━━━━━ Input

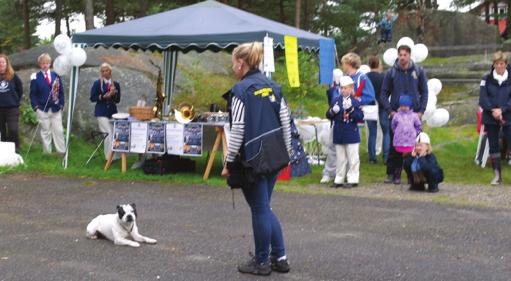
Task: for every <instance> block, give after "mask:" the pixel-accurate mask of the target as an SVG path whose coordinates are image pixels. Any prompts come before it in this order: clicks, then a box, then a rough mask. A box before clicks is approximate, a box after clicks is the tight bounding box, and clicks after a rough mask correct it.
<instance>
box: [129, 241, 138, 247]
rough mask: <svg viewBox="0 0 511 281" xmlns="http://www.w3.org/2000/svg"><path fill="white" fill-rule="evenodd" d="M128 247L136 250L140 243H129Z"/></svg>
mask: <svg viewBox="0 0 511 281" xmlns="http://www.w3.org/2000/svg"><path fill="white" fill-rule="evenodd" d="M129 245H130V246H131V247H134V248H138V247H140V243H138V242H131V243H130V244H129Z"/></svg>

━━━━━━━━━━

* **Exercise goal**: Copy every line of the data above exactly, leaving out the pictures.

* **Answer section**:
Task: for every <instance> block, give after "mask:" the pixel-accurate mask of the target as an SVG path whose coordinates are image pixels. Any prompts come before it in this order: clicks, then a box, then a rough mask. A box before clicks is approximate, a box after clicks is the tight bounding box, and clicks after a rough mask correct it.
<instance>
box: [129, 241, 138, 247]
rough mask: <svg viewBox="0 0 511 281" xmlns="http://www.w3.org/2000/svg"><path fill="white" fill-rule="evenodd" d="M128 247L136 250L140 243H129Z"/></svg>
mask: <svg viewBox="0 0 511 281" xmlns="http://www.w3.org/2000/svg"><path fill="white" fill-rule="evenodd" d="M129 245H130V246H131V247H134V248H138V247H140V243H138V242H131V243H130V244H129Z"/></svg>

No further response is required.